## RAW DATA
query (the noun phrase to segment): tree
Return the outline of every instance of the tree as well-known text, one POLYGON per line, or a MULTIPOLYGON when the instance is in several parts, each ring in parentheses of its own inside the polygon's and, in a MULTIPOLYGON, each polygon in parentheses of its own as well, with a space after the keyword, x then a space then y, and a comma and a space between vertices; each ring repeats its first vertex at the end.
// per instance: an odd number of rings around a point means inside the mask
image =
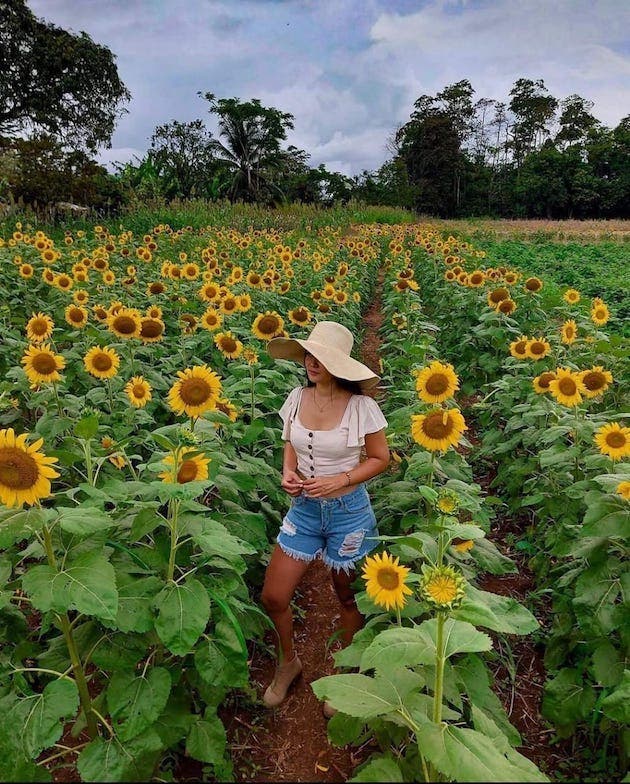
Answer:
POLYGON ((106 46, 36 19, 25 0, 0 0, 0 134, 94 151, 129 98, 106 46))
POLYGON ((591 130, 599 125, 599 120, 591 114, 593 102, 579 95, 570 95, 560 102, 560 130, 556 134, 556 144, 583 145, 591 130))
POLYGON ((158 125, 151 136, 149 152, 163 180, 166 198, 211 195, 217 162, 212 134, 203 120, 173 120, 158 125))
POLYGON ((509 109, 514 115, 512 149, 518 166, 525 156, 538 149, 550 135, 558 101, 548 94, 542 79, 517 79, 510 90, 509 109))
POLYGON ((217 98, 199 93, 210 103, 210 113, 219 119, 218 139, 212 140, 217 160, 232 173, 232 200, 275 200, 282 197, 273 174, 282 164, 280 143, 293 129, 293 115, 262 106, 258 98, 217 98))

--

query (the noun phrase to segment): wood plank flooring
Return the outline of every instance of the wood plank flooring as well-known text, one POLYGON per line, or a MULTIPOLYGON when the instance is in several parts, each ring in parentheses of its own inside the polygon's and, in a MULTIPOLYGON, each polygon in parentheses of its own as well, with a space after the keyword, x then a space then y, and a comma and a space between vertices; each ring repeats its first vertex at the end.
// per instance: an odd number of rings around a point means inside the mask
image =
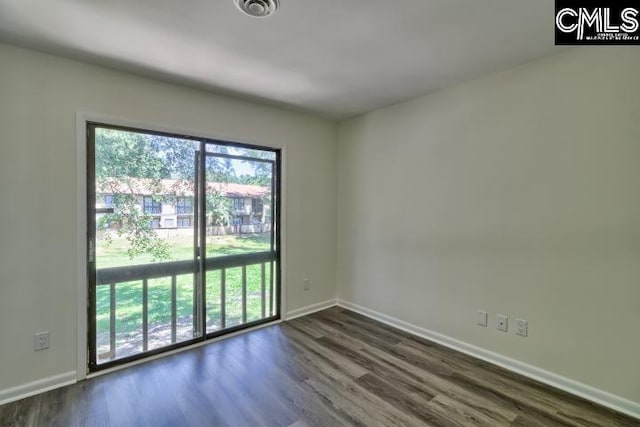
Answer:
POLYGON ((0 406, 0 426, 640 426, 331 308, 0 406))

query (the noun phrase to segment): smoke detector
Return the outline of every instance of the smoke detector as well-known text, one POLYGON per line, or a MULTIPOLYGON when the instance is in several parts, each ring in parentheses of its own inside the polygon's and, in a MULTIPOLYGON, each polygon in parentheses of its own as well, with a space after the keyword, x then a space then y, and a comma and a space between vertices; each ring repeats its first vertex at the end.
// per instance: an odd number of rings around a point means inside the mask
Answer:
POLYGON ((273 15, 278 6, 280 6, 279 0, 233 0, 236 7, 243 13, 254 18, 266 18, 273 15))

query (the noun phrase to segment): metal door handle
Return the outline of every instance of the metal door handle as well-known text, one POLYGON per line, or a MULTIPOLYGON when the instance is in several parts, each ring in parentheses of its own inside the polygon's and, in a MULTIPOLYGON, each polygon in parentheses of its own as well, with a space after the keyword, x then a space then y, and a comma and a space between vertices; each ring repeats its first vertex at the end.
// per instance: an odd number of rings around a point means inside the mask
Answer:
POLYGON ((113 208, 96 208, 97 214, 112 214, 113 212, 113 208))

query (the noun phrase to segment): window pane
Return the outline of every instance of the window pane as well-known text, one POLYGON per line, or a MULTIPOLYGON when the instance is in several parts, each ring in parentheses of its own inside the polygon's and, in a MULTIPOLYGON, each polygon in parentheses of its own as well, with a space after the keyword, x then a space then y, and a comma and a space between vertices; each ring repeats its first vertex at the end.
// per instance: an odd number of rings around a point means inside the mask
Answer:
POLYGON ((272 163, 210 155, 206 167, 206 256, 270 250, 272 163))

## YOUR OBJECTIVE
Starting with the line above that holds "query (the noun phrase to segment): tree" and stopping with the line that holds "Return the outline of every instance of the tree", reproduce each line exactly, omitting all other lines.

## ANSWER TO THE PROBLEM
query (the noun phrase to segment): tree
Return the outline of every instance of the tree as well-known text, one POLYGON per line, or a MULTIPOLYGON when the instance is in several parts, each ring in parentheses of its own inside the polygon's and, in a MULTIPOLYGON, each polygon in parentheses of its own as well, with a space after the keyword, x then a space then y, and a comma and a space between vertices; each ring repeats its first vertex at the end.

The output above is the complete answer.